## EXTRACT
*** Block opens ***

Preventing Egg Eating

The following is an excerpt from City Chicks; Keeping Micro-flocks of Laying Hens as Garden Helpers, Compost Makers, Bio-recyclers and Local Food Suppliers, by Patricial Foreman
ways to Prevent Egg Eating:

  1. Remove the eggs as soon as possivle after hens have laid them; late morning or early afternoon is the best time to collect eggs.
  2. Use soft nesting material so that eggs won't break easily. thoroughly clean andy nest with a broken egg and remove all the eggshell fragments.
  3. Have enough nest boxes available so that hens don't have to crowd (stepping on eggs) or lay where eggs are likely to get broken.
  4. Don't let your hens get so hungry they go looking for eggs to eat.
  5. Make sure your hens have enough calcium, protein, and grit. If their eggshells get thin or soft, add more grit or oyster shell to your chiken;s diet.
  6. Behaviors like egg eating, feather picking, pecking, and cannibalism all increase when hens don't have enough vitamin D. Add cod liver oil to their feed.
  7. Don't feed hens eggshells that have any resemblande to an eggshell. Make sure the shell is very finely crumbled or broken up into itty-bitty bits.

*** Block closes ***

## GIVEN ENTRIES
*** Block opens ***

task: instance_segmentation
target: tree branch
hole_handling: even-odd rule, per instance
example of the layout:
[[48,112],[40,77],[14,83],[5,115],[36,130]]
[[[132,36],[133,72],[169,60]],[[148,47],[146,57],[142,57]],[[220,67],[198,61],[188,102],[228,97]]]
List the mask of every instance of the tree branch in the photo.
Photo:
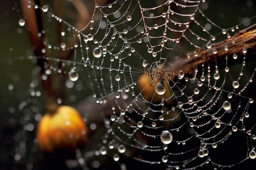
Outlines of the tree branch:
[[[38,0],[36,1],[36,4],[39,3]],[[37,35],[38,33],[42,33],[43,30],[43,21],[41,15],[41,10],[40,9],[35,9],[34,8],[27,7],[29,3],[26,0],[20,1],[22,14],[26,22],[25,26],[28,31],[28,34],[30,38],[31,44],[34,46],[34,53],[37,57],[37,64],[40,67],[41,76],[45,74],[46,64],[49,65],[49,61],[45,60],[45,56],[49,56],[47,52],[43,53],[42,50],[45,49],[43,43],[44,35],[42,34],[40,37]],[[43,86],[43,93],[45,96],[46,107],[51,111],[54,110],[52,106],[56,105],[56,96],[54,92],[52,83],[52,75],[47,75],[45,80],[41,79],[41,84]]]
[[[228,50],[225,51],[225,46],[228,47]],[[202,68],[202,64],[204,66],[213,64],[215,66],[216,62],[223,62],[227,57],[228,66],[231,66],[243,62],[243,59],[240,57],[234,61],[231,60],[233,55],[235,53],[238,55],[244,53],[243,49],[246,49],[246,60],[247,61],[256,60],[254,55],[256,53],[256,24],[240,31],[234,36],[222,42],[213,44],[210,49],[204,47],[199,49],[198,51],[198,56],[194,54],[190,55],[190,58],[180,60],[173,66],[174,73],[177,75],[180,70],[180,66],[182,66],[182,71],[185,75],[193,75],[194,74],[196,67],[198,68]],[[217,53],[213,53],[213,49],[217,50]],[[224,64],[222,68],[227,66]],[[221,67],[221,66],[220,66]],[[205,68],[205,67],[204,67]],[[215,67],[211,67],[210,69],[215,70]]]

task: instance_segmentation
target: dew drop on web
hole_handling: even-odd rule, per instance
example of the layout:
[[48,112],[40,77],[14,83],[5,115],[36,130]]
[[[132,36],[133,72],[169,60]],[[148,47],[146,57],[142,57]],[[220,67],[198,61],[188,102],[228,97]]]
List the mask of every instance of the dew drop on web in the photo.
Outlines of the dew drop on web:
[[79,74],[75,68],[71,68],[70,71],[68,73],[68,76],[70,80],[73,82],[77,80]]
[[184,77],[184,72],[182,70],[180,71],[178,73],[178,77],[179,79],[182,79]]
[[102,55],[102,51],[101,49],[99,47],[96,47],[93,49],[92,51],[92,54],[93,56],[96,58],[100,57]]
[[19,20],[19,25],[21,26],[24,26],[25,25],[25,20],[23,19],[21,19]]
[[231,108],[231,104],[228,101],[225,101],[222,104],[222,108],[226,110],[228,110]]

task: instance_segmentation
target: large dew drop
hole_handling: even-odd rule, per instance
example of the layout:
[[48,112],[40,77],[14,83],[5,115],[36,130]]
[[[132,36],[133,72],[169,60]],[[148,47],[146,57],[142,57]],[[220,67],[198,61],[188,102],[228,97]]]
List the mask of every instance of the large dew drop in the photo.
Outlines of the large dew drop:
[[213,78],[216,80],[219,79],[220,79],[220,74],[217,72],[215,73],[213,75]]
[[48,7],[47,5],[44,5],[42,7],[42,11],[43,12],[46,12],[48,11]]
[[165,93],[165,86],[164,83],[159,83],[155,86],[155,92],[159,95],[162,95]]
[[120,145],[118,148],[118,152],[120,153],[124,153],[126,150],[126,147],[124,145]]
[[68,73],[68,76],[70,80],[73,82],[77,80],[79,75],[75,68],[71,69],[70,71]]
[[128,15],[126,17],[126,20],[128,21],[130,21],[132,20],[132,17],[130,15]]
[[206,44],[206,48],[208,49],[210,49],[211,48],[211,43],[210,42],[208,42]]
[[256,152],[255,152],[254,149],[251,150],[249,152],[249,157],[252,159],[256,158]]
[[226,110],[228,110],[231,108],[231,104],[227,100],[223,102],[222,104],[222,107]]
[[215,122],[215,124],[214,124],[214,126],[215,126],[216,128],[220,128],[220,127],[221,125],[221,123],[220,122],[220,121],[218,120]]
[[180,71],[179,73],[178,73],[178,77],[179,79],[182,79],[184,77],[184,72],[182,70]]
[[144,60],[143,60],[143,62],[142,62],[142,66],[144,67],[146,67],[148,64],[148,63]]
[[92,54],[96,58],[99,58],[102,55],[102,51],[101,49],[99,47],[96,47],[93,49]]
[[25,20],[23,19],[21,19],[19,20],[19,25],[21,26],[24,26],[25,25]]
[[107,153],[107,148],[105,146],[102,146],[99,149],[99,152],[101,155],[106,155]]
[[169,130],[164,130],[160,136],[160,139],[163,144],[168,144],[173,140],[173,135]]
[[239,87],[239,83],[237,81],[234,81],[232,84],[233,87],[237,88]]
[[119,75],[116,75],[116,77],[115,78],[115,79],[116,81],[117,81],[117,82],[119,82],[121,78],[119,76]]

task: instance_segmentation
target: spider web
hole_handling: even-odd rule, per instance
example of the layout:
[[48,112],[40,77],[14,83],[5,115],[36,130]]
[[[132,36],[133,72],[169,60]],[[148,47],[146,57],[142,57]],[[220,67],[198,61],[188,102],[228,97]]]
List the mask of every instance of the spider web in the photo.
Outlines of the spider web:
[[[254,16],[224,24],[212,15],[223,14],[217,5],[230,5],[205,1],[120,0],[106,6],[96,2],[90,22],[81,29],[55,15],[51,5],[28,1],[28,8],[41,9],[46,24],[64,26],[60,44],[43,40],[46,55],[42,57],[52,64],[45,65],[42,78],[60,73],[62,62],[70,77],[66,86],[76,88],[70,100],[78,105],[76,93],[91,94],[79,102],[79,110],[85,121],[95,114],[106,129],[96,137],[101,141],[92,144],[92,150],[78,150],[84,169],[89,162],[92,169],[104,166],[101,161],[110,157],[122,170],[134,168],[129,163],[133,161],[159,169],[222,169],[255,158],[255,94],[249,90],[255,86],[255,64],[246,62],[246,49],[233,58],[197,61],[202,48],[208,61],[210,53],[218,55],[214,44],[250,25]],[[246,5],[252,8],[252,2]],[[26,24],[22,19],[19,23]],[[51,33],[45,29],[37,36]],[[69,38],[78,41],[69,46]],[[235,51],[229,45],[224,47],[227,53]],[[70,49],[74,57],[68,60],[46,53]],[[193,73],[184,74],[188,59],[196,64]],[[238,60],[240,64],[229,64]],[[18,59],[22,60],[26,60]],[[33,86],[30,95],[40,96]],[[24,105],[21,103],[20,110]],[[94,113],[96,108],[105,113]],[[99,128],[90,123],[92,130]]]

*** Block closes ***

## TASK PROMPT
Please translate this sentence from the extract on preventing egg eating into Spanish: "Don't let your hens get so hungry they go looking for eggs to eat."

## RESULT OF THE EXERCISE
No dejes que tus gallinas tengan tanta hambre que se pongan a buscar huevos para comer.